Document section:
##############################

The 2020 Australian Capital Territory general election was held between 28 September and 17 October 2020 to elect all 25 members of the unicameral ACT Legislative Assembly.

The incumbent Labor/Greens coalition government, led by Chief Minister Andrew Barr, defeated the opposition Liberal Party. On the night of the election Barr claimed victory and confirmed Labor would again seek to enter into an arrangement with the Greens to form government, whilst Liberal leader Alistair Coe conceded the election and acknowledged the party would retain opposition status in the Assembly. The result meant that the Labor Party, which had been in office for 19 years at this election, won a sixth consecutive term of government in the Territory. Despite the victory, Labor's representation in the Assembly dropped to 10 seats, whilst the Liberals also suffered a decline in their vote and fell to 9 seats. The Greens retained the balance of power and picked up the seats lost by the two larger parties to claim 6 seats, its largest representation in the Assembly in the party's history. Following the election, Labor and the Greens signed an agreement on 2 November to support a Labor-led Government with three ministers from the Greens.

The election was conducted by the ACT Electoral Commission, using the proportional Hare-Clark system. At the preliminary close of rolls, there were 302,630 people enrolled to vote representing a 6% increase on the 2016 election. Legislative changes in the Australian Capital Territory allowed for people to enrol during polling, with a further 3,370 electors enrolling before polling finished on 17 October.

Results

Primary vote by electorate

Distribution of seats

Labor won 43% of the three-party vote, the Liberals won 39% and the Greens won 18%.

Background
The incumbent Labor Party led by Chief Minister Andrew Barr was attempting to win re-election for a sixth term in the 25-member unicameral ACT Legislative Assembly. Labor formed a minority coalition government with the Greens after the 2016 election, with the Greens holding the balance of power; Labor 12 seats, Liberal 11 seats, Greens 2 seats. Greens member Shane Rattenbury remained in the cabinet for a second term. Leader of the Opposition and Liberals leader Jeremy Hanson was replaced by Alistair Coe following the election.

All members of the unicameral Assembly faced re-election, with members being elected by the Hare-Clark system of proportional representation. The Assembly was divided into five electorates with five members each:
Brindabella – contains the district of Tuggeranong (except part of the suburb of Kambah east of Drakeford Drive), as well as the southern village of Tharwa and farms.
Ginninderra – contains the district of Belconnen (except the suburbs of Giralang and Kaleen).
Kurrajong – contains the districts of Canberra Central (excluding Deakin and Yarralumla), Jerrabomberra, Kowen and Majura.
Murrumbidgee – contains the districts of the Woden Valley, Weston Creek, Molonglo Valley, the South Canberra suburbs of Deakin and Yarralumla and the western part of the Tuggeranong suburb of Kambah.
Yerrabi – contains the districts of Gungahlin, Hall and the Belconnen suburbs of Giralang and Kaleen.

##############################

Goals:
[1] In the election article, how many seats did the Greens hold after the 2020 election?
[2] Write out the election article again, starting with "Ginninderra – contains" and going on through "Giralang and Kaleen.", and substitute "Canberra" for each "Kurrajong".

Named object pointing entries:
##############################

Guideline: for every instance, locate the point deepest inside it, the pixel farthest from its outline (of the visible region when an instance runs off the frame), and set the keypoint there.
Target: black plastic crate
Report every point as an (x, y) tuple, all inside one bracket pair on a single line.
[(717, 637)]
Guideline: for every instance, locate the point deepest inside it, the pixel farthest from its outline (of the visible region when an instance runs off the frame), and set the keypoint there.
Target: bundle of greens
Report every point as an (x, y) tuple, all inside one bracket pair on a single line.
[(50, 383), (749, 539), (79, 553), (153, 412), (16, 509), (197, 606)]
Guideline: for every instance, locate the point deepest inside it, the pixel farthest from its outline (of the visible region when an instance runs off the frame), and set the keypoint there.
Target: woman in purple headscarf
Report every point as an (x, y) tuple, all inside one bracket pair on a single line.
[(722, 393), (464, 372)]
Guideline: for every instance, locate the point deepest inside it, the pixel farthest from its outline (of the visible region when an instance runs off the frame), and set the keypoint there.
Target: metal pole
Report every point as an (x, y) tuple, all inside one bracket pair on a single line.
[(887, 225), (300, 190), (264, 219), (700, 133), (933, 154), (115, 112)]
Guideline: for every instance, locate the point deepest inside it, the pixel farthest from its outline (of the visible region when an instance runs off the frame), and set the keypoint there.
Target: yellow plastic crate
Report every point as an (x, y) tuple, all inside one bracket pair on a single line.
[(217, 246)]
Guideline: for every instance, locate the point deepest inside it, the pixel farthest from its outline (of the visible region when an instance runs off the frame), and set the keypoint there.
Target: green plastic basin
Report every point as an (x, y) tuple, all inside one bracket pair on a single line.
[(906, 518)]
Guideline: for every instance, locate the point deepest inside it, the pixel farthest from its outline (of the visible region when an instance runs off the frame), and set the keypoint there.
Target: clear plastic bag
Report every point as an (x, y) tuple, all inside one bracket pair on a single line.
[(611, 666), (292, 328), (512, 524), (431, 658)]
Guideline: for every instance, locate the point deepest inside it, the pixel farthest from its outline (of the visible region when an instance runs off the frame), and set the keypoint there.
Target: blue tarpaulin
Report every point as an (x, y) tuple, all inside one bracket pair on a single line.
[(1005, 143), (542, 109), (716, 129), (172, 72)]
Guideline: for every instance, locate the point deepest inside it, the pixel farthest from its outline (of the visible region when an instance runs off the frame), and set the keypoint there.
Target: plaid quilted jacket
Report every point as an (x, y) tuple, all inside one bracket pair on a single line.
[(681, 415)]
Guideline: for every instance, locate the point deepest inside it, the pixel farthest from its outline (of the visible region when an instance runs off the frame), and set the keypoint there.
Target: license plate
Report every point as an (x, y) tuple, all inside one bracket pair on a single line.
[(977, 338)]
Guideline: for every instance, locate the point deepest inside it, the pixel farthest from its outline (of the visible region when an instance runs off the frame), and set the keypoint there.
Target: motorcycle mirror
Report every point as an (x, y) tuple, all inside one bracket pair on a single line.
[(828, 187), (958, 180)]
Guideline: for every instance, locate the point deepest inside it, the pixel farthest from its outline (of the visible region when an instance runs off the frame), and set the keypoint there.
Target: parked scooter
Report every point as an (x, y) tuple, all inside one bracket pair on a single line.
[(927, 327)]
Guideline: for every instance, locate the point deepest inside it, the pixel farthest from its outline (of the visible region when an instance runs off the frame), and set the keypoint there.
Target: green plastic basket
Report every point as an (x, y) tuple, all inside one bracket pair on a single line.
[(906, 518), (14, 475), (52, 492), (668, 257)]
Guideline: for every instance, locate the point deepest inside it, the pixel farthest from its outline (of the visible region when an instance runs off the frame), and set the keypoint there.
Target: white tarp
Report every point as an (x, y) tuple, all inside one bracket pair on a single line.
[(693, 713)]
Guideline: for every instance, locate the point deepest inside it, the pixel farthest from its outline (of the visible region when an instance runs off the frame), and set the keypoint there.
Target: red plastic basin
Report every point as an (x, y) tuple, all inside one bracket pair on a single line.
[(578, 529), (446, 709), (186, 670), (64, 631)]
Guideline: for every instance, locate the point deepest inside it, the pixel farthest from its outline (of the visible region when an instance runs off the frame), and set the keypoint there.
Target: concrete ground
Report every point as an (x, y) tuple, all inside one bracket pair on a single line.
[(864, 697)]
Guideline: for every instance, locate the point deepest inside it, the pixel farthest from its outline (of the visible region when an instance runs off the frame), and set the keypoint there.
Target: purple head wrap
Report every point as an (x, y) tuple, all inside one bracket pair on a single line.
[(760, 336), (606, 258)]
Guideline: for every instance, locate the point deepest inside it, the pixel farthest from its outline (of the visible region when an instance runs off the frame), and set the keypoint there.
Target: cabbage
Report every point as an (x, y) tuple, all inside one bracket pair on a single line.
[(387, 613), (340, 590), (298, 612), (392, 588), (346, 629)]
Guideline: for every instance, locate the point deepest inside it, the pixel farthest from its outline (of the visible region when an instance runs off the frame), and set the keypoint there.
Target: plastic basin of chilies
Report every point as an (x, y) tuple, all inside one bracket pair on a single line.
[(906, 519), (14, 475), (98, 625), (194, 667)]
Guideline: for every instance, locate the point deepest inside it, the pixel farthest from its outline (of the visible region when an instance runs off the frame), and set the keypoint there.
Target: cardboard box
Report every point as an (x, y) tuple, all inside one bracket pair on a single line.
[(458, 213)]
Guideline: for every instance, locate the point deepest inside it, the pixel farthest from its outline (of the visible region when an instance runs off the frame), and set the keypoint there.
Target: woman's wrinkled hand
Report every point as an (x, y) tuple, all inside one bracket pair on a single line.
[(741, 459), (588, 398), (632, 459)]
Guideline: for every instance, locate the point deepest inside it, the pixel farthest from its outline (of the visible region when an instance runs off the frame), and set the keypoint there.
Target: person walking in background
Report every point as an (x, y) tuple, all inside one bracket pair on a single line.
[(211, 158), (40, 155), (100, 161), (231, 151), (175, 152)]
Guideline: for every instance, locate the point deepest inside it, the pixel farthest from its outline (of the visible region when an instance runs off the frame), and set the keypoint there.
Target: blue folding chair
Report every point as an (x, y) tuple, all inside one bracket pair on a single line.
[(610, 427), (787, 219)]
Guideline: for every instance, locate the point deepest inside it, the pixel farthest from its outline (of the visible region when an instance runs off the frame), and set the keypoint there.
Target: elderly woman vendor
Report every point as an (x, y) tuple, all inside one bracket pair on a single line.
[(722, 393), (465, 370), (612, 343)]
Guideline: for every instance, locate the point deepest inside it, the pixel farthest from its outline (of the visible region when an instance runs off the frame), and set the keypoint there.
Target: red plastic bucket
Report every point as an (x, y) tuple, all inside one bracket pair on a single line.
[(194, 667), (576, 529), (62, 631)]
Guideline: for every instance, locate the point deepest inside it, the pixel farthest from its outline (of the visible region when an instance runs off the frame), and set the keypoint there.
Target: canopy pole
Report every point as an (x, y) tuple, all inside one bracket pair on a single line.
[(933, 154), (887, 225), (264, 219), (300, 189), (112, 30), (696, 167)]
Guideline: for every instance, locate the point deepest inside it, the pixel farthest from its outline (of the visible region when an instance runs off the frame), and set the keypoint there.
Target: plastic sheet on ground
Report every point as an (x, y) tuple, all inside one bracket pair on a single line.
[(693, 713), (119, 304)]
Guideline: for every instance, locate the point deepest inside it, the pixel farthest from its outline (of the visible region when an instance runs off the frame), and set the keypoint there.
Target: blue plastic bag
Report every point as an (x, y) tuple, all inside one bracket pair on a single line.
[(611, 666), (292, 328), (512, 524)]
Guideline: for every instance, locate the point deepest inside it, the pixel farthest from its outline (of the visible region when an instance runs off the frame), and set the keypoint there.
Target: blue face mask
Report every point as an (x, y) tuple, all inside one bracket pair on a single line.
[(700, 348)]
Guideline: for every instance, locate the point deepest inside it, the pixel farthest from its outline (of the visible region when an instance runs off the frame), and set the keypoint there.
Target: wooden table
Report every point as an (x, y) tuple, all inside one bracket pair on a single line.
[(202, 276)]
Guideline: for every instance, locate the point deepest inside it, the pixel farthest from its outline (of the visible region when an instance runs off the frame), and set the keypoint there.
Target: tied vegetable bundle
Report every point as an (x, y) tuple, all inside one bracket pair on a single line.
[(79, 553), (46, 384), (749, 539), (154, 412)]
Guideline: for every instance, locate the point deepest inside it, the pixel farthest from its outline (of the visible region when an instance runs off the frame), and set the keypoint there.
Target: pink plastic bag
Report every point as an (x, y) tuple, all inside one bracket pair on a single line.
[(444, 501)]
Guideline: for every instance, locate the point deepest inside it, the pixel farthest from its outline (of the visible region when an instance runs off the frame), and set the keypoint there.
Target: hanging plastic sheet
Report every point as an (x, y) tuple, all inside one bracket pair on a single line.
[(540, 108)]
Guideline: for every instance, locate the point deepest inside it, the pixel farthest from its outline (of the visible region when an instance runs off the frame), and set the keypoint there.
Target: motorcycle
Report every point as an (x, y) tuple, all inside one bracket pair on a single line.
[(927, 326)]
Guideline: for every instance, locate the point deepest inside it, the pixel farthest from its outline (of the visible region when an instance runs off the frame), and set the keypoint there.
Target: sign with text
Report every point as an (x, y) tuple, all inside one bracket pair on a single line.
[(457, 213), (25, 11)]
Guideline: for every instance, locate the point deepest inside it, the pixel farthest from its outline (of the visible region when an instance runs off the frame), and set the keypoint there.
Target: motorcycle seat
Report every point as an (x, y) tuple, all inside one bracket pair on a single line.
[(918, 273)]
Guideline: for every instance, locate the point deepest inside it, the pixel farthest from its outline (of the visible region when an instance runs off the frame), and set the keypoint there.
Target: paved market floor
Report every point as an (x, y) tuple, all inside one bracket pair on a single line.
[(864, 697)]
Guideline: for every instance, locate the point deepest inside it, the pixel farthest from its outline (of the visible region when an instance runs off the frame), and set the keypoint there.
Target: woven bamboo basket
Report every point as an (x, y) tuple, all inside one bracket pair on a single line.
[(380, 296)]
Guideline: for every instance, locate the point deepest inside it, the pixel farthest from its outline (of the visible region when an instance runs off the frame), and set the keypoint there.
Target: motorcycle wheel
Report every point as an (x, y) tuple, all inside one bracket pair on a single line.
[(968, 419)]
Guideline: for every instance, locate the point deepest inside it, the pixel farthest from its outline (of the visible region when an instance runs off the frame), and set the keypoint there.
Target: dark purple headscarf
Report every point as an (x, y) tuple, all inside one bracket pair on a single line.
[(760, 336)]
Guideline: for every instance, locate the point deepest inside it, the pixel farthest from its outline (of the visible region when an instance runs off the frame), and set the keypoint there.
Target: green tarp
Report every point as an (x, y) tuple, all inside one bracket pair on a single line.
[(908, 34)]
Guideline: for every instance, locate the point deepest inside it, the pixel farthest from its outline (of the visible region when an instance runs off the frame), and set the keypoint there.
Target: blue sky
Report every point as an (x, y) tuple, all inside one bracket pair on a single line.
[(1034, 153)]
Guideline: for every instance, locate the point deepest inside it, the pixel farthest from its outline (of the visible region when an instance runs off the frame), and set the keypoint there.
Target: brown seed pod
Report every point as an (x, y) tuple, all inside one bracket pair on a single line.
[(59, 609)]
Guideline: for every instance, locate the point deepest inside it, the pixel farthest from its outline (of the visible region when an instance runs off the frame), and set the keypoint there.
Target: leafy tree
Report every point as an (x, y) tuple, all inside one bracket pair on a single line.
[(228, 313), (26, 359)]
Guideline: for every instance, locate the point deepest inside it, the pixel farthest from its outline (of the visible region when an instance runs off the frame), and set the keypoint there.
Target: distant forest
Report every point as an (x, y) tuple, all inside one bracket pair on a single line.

##############################

Outputs for the tasks:
[1] 6 seats

[2]
Ginninderra – contains the district of Belconnen (except the suburbs of Giralang and Kaleen).
Canberra – contains the districts of Canberra Central (excluding Deakin and Yarralumla), Jerrabomberra, Kowen and Majura.
Murrumbidgee – contains the districts of the Woden Valley, Weston Creek, Molonglo Valley, the South Canberra suburbs of Deakin and Yarralumla and the western part of the Tuggeranong suburb of Kambah.
Yerrabi – contains the districts of Gungahlin, Hall and the Belconnen suburbs of Giralang and Kaleen.